_Given exercise 1_: Rewrite the records below as a two-column CSV with the headers request and answer. Include everything from the record line that contains "the metal handrail." down to the line that contains "x=38, y=691". Put each request's text and its answer in one quoted field, and turn line breaks into spaces.

_Document section_:
------------------------------

Local uniqueness of the magnetic Ginzburg–Landau equation

Abstract

In this paper, we consider the magnetic Ginzburg–Landau equation:

$$\begin{aligned} \left\{ \begin{aligned}-\Delta _A \psi +\frac{\lambda }{2}(|\psi |^2-1)\psi =0\quad \text {in }{\mathbb {R}}^2,\\ \nabla \times \nabla \times A+\text {Im}({\overline{\psi }}\nabla _{A}\psi )=0\quad \text {in }{\mathbb {R}}^2,\\ |\psi |\rightarrow 1\quad \text {as }|x|\rightarrow +\infty , \end{aligned}\right. \end{aligned}$$

where \(\lambda >1\) is a coupling parameter, \(\nabla _A=\nabla -iA\) and \(\Delta _A=\nabla _A\cdot \nabla _A\) are, respectively, the covariant gradient and Laplacian. We prove, by perturbation arguments, that the only possible minimizer of the magnetic Ginzburg–Landau functional with degree 1 is the radial solution for \(\lambda \) sufficiently close to 1.

Appendix

In this appendix, we shall prove Proposition 2.1.

Proof of Proposition 2.1

Let \((\varphi ,B)\) be a solution of (1.1) with \(\lambda =1\) such that its degree is N, then under Taubes’s notations and results in [19] (see also [16]), \(\varphi =e^{\frac{1}{2}(u+i\theta )}\) with \(\theta =\sum _{j=1}^m\arg (x-a_j)\) and \(B=\frac{1}{2}(\partial _1\theta +\partial _2u,\partial _2\theta -\partial _1u)\), where \((a_1, a_2, \ldots , a_m)\) is the m vortices of \((\varphi , B)\). Moreover, u also satisfies the following elliptic equation:

$$\begin{aligned} -\Delta u+(e^{u}-1)=-4\pi \sum _{j=1}^m\delta _{a_j}\quad \text {in }{\mathbb {R}}^2, \end{aligned}$$

(3.1)

where \(\delta _{a_j}\) is the Dirac function at \(a_j\). Now, using this information in the energy functional \({\mathcal {E}}_1(\psi ,A)\), we have

$$\begin{aligned} {\mathcal {E}}_1(\psi ,B)=\int _{{\mathbb {R}}^2}\frac{1}{4}|\nabla u|^2e^u+\frac{1}{8}|\Delta u|^2+\frac{1}{8}(e^u-1)^2. \end{aligned}$$

(3.2)

By Levi’s monotone convergence theorem and (3.1),

$$\begin{aligned} \int _{{\mathbb {R}}^2}|\Delta u|^2=\lim _{\varepsilon \rightarrow 0}\int _{{\mathbb {R}}^2\backslash \cup _{j=1}^mB_\varepsilon (a_j)}|\Delta u|^2=\int _{{\mathbb {R}}^2}(e^u-1)^2. \end{aligned}$$

(3.3)

------------------------------

Labeled-object pointing records:
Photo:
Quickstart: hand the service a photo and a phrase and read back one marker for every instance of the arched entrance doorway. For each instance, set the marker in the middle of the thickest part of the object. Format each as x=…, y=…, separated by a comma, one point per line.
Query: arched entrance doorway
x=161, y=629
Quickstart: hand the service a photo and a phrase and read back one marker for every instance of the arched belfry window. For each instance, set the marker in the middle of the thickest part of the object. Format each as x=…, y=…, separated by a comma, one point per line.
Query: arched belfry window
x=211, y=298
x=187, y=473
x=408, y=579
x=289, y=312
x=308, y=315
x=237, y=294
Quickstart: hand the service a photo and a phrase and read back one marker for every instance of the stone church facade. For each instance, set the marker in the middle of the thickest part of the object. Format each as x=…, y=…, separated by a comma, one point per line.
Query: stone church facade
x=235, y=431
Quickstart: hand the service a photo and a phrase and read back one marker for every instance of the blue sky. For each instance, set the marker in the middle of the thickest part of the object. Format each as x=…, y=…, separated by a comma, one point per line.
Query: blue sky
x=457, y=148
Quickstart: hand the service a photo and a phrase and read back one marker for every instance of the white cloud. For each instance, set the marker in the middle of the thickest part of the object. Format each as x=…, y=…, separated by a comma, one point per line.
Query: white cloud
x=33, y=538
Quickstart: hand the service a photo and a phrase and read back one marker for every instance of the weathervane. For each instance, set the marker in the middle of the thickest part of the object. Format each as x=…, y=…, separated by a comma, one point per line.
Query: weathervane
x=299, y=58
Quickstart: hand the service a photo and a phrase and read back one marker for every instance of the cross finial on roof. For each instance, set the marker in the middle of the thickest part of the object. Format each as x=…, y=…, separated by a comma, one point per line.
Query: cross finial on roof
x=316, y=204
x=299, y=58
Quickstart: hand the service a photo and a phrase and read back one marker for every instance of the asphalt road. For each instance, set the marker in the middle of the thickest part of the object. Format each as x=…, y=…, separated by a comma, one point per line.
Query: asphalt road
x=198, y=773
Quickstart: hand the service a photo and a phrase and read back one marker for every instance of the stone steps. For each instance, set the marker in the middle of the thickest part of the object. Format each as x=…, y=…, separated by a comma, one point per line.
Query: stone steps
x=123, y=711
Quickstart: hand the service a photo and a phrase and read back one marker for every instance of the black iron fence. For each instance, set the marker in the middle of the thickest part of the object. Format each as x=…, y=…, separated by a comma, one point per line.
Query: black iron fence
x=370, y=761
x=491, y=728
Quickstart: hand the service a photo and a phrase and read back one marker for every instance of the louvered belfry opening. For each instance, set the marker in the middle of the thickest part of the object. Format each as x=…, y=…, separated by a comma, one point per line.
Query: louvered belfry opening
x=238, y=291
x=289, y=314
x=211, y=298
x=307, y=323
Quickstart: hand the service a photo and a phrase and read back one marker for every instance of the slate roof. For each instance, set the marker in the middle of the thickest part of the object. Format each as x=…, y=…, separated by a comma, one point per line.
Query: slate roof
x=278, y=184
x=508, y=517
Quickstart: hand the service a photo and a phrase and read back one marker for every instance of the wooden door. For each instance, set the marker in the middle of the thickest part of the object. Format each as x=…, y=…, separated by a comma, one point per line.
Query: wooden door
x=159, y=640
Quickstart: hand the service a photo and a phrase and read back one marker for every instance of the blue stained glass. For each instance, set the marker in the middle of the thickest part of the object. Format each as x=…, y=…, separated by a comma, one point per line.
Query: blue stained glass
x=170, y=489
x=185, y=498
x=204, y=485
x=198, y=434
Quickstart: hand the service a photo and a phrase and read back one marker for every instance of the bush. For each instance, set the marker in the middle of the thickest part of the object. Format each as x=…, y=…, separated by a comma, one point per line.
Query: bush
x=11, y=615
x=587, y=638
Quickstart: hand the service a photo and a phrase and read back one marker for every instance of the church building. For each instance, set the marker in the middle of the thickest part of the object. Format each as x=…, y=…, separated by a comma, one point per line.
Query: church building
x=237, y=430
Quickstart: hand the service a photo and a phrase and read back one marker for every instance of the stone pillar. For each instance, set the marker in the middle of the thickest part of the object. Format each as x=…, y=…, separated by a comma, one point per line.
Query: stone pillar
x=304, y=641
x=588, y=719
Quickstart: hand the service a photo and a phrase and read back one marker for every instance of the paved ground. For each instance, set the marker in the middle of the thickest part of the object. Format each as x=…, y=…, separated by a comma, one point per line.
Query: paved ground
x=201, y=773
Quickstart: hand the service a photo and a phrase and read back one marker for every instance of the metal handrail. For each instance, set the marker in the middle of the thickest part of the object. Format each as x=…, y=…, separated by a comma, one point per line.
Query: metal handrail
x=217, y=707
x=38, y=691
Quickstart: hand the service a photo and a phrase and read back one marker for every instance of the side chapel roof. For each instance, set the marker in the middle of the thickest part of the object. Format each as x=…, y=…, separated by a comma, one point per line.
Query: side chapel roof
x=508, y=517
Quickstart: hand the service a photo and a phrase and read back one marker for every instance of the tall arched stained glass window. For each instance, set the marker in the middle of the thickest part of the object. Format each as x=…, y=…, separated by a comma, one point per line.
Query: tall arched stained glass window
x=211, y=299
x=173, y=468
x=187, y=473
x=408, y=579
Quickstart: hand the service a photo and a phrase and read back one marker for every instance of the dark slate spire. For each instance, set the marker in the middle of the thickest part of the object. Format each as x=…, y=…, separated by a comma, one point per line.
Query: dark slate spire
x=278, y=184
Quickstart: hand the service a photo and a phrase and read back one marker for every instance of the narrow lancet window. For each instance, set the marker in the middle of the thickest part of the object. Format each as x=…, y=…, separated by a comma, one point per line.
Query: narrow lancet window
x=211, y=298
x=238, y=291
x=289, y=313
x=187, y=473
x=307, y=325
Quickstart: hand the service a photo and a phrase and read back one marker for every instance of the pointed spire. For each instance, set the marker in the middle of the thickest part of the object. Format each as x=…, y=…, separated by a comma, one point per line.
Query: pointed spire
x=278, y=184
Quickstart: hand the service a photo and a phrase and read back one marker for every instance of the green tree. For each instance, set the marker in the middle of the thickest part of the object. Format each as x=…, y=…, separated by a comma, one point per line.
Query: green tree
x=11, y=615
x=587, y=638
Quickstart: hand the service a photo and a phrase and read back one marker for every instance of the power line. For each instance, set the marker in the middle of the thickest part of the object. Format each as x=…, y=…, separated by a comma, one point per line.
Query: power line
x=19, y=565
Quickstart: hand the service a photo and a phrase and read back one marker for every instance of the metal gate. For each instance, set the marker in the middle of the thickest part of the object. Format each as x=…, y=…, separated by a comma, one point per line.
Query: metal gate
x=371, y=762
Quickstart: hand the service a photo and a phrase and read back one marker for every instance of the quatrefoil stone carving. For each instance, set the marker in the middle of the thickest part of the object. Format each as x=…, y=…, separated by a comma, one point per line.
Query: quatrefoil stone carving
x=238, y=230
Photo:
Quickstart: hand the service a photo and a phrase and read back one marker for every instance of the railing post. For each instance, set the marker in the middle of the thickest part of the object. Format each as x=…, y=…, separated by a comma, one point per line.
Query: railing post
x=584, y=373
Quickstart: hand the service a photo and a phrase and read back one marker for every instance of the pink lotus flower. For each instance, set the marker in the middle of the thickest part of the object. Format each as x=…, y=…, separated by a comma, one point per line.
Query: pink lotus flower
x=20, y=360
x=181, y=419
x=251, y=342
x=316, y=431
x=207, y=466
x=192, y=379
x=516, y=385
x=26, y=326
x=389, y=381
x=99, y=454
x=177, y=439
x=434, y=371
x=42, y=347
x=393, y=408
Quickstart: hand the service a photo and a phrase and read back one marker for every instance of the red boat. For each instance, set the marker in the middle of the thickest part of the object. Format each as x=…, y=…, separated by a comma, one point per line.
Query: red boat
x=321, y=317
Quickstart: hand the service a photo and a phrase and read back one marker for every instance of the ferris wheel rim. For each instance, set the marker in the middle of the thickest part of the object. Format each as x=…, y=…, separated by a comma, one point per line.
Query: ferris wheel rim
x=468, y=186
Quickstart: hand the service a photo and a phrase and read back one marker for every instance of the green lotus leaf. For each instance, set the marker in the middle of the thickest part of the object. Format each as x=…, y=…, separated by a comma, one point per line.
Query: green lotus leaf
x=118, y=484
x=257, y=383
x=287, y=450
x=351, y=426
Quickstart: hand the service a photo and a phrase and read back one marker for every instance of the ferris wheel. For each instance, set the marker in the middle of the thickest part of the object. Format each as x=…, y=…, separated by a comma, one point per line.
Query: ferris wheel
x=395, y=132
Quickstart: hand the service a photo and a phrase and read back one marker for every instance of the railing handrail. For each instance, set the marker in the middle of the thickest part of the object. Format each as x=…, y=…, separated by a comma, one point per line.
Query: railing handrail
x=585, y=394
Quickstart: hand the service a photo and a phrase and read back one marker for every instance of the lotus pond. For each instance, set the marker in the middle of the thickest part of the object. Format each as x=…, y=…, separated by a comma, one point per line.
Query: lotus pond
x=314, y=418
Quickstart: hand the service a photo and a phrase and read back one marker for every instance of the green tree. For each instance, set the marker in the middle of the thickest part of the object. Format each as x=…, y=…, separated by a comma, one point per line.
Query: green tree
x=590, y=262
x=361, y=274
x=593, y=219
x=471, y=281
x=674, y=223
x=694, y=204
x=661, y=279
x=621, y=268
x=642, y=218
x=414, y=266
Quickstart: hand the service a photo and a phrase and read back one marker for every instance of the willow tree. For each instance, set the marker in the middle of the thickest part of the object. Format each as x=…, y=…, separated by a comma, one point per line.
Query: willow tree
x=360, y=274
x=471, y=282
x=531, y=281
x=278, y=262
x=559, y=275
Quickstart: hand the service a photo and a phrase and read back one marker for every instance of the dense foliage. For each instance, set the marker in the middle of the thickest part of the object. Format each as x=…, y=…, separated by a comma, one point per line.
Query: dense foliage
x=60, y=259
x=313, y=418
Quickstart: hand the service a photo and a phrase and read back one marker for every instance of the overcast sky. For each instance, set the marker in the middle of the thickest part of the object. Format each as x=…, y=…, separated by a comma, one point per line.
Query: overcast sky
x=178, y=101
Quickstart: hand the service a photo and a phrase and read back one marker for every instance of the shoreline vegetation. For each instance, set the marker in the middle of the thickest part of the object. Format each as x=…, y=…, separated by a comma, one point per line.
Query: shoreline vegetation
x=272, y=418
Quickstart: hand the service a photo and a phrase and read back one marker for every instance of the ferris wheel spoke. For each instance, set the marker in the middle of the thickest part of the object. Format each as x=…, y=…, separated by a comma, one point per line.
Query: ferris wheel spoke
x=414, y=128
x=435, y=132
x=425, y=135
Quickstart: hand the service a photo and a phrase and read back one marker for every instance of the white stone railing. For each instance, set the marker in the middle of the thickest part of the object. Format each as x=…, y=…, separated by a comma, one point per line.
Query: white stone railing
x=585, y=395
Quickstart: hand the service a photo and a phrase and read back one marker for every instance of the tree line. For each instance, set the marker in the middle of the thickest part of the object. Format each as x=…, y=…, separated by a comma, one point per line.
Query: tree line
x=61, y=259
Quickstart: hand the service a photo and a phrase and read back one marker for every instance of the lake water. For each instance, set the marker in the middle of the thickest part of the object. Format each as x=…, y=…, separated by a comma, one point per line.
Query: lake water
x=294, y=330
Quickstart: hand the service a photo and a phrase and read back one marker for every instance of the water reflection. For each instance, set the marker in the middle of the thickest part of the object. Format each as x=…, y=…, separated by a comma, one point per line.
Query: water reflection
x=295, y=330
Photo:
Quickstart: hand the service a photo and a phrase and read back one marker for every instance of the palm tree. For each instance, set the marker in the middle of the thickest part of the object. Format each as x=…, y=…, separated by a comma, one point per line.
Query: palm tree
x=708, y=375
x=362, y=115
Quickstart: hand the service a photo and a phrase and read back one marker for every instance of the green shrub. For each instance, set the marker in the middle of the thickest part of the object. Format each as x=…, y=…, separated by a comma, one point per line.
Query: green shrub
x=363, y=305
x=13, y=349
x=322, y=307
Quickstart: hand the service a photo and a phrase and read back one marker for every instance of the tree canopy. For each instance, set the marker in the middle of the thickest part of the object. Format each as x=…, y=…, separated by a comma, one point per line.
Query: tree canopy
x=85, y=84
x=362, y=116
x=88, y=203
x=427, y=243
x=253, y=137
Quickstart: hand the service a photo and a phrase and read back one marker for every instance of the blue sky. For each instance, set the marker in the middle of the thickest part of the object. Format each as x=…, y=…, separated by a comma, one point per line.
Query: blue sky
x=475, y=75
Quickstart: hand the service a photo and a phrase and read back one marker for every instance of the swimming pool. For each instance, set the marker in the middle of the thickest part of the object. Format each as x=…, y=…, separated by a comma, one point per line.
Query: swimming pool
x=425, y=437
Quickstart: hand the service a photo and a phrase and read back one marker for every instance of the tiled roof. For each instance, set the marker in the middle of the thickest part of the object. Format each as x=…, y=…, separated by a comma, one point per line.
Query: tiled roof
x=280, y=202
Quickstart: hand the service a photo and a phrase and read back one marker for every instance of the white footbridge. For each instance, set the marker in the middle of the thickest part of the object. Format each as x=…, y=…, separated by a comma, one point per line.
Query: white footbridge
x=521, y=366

------------------------------

_Given exercise 2_: Please extend the paper on local uniqueness of the magnetic Ginzburg–Landau equation, picking up right after its last line.

_Exercise response 1_:
request,answer
"Quickstart: hand the service a photo and a phrase and read back one marker for every instance of the metal handrail. For each instance, set the marker in the middle of the thickest part of the object. Format each as x=…, y=…, separated by a comma, one point per line. Query: metal handrail","x=217, y=707 x=38, y=691"

_Exercise response 2_:
On the other hand, since \(|\varphi |\le 1\) (cf. [20]), by the diamagnetic inequality (cf. [8, (2.3)]), we know that \(|\varphi |^2-1=e^{u}-1\) in \(H^1({\mathbb {R}}^2)\). Moreover, since \(u=-\sum _{j=1}^{m}\ln (1+\frac{\sigma }{|x-a_j|^2})+v\) for some \(\sigma >4m\) and smooth v which exponentially decays to zero as \(|x|\rightarrow +\infty \) (cf. [19]), \(|\nabla u|\sim \frac{1}{|x-a_j|}\) near each vortex point \(a_j\) and \(|\nabla u|\sim \frac{1}{|x|^3}\) as \(|x|\rightarrow +\infty \). Thus, we can multiply (3.1) in \({\mathbb {R}}^2\backslash \cup _{j=1}^mB_\varepsilon (a_j)\) with \(e^{u}-1\) and integrate by parts, which implies that

$$\begin{aligned} \int _{{\mathbb {R}}^2\backslash \cup _{j=1}^mB_\varepsilon (a_j)}|\nabla u|^2e^{u}+\int _{{\mathbb {R}}^2\backslash \cup _{j=1}^mB_\varepsilon (a_j)}(e^{u}-1)^2=4m\pi . \end{aligned}$$

Let \(\varepsilon \rightarrow 0\) and applying Levi’s monotone convergence theorem yield that

$$\begin{aligned} \int _{{\mathbb {R}}^2}|\nabla u|^2e^{u}+\int _{{\mathbb {R}}^2}(e^{u}-1)^2=4m\pi . \end{aligned}$$

(3.4)

Inserting (3.3) and (3.4) into (3.2) and recalling that \({\mathcal {E}}_1(\psi ,B)=N\pi \) since \((\varphi ,B)\)’s degree is N, we must have \(m=N\). \(\square \)